▶ **What you have to do**
Render the following material again verbatim, leaving nothing out.

────

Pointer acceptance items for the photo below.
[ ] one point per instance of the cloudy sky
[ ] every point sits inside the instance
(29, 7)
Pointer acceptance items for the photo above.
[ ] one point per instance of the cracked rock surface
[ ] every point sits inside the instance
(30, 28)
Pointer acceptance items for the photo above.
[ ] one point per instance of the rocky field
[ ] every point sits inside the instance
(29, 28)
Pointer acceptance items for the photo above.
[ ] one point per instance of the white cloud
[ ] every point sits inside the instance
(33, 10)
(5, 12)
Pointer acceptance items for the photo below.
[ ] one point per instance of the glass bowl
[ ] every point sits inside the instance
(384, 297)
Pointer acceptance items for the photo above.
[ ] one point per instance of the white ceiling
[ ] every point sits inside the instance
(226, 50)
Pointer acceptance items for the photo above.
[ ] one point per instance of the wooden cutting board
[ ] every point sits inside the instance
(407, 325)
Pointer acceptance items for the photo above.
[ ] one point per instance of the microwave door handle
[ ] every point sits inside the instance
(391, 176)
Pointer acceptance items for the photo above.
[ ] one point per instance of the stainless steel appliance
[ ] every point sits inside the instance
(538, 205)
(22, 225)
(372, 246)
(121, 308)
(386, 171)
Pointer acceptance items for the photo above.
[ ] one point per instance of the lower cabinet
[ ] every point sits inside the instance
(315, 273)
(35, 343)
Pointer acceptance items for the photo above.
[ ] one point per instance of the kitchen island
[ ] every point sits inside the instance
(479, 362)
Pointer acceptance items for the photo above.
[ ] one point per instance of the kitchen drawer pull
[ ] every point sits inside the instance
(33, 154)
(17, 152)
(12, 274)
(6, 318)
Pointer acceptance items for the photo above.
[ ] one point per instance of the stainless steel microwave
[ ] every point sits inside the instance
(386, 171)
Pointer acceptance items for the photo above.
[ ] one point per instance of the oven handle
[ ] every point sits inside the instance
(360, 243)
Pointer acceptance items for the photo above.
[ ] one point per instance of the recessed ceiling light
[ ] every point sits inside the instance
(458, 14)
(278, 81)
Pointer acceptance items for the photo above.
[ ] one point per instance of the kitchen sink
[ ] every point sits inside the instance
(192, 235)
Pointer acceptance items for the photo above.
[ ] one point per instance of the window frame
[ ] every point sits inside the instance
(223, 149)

────

▶ **Task response**
Pointer acceptance items for the photo below.
[ ] one point per instance of the cloudy sky
[ ] every point sits inside the instance
(29, 7)
Pointer acceptance items for the photo above.
[ ] one point per instance of the cracked rock surface
[ ] every point sits inside the instance
(30, 28)
Pointer acceptance items for the photo above.
[ ] one point per instance of the rocky field
[ ] every point sits inside the instance
(29, 28)
Pointer acceptance items for the photo above.
[ ] one point per instance of the white cloud
[ ] every point sits inside the instance
(33, 10)
(5, 12)
Pointer acceptance items for the photo below.
[ ] one point per instance of the glass bowl
[ ] every point sits inside the instance
(384, 297)
Pointer acceptance items for the photo above.
[ ] one point per instance of the white ceiling
[ ] every point sits inside the instance
(226, 50)
Pointer acceptance items for the photo above.
[ ] one point per instance of the wooden cutting board
[ ] every point sits inside the instance
(407, 325)
Pointer acceptance items for the photo above.
[ ] one point per instance of the microwave door handle
[ ] every point sits inside the instance
(391, 176)
Pointer acceptance items for the photo above.
[ ] one point per instance of the stainless steel appliance
[ ] every point sits inside the instance
(538, 205)
(22, 225)
(372, 246)
(121, 308)
(386, 171)
Pointer acceptance items for the photo above.
[ ] one point per instance of the lower cabinet
[ ] every point sits inside the instance
(315, 273)
(35, 343)
Pointer acceptance items for the photo above.
[ ] one point per instance of the kitchen island
[ ] every point sits inside the instance
(479, 362)
Pointer acceptance items for the photo above.
[ ] one point per instance of the kitchen drawer pull
[ ] every point sits inside the instance
(33, 154)
(17, 152)
(12, 274)
(6, 318)
Pointer acceptance items for the photo above.
[ ] one point per instance of the stainless steel microwave
[ ] every point sits inside the instance
(386, 171)
Pointer acceptance items for the photo above.
[ ] one point per instance of the oven handle
[ ] every point sits inside the instance
(360, 243)
Pointer acceptance items for the photo above.
[ ] one point per instance of the recessed ceiling light
[ ] every point sits inside the instance
(458, 14)
(278, 81)
Pointer acceptance items for the photo above.
[ ] one point per instance of the kitchen sink
[ ] every point sits inside the instance
(192, 235)
Pointer acceptance items for the photo above.
[ ] one point per instance of the window frame
[ ] every point sits inside the instance
(223, 149)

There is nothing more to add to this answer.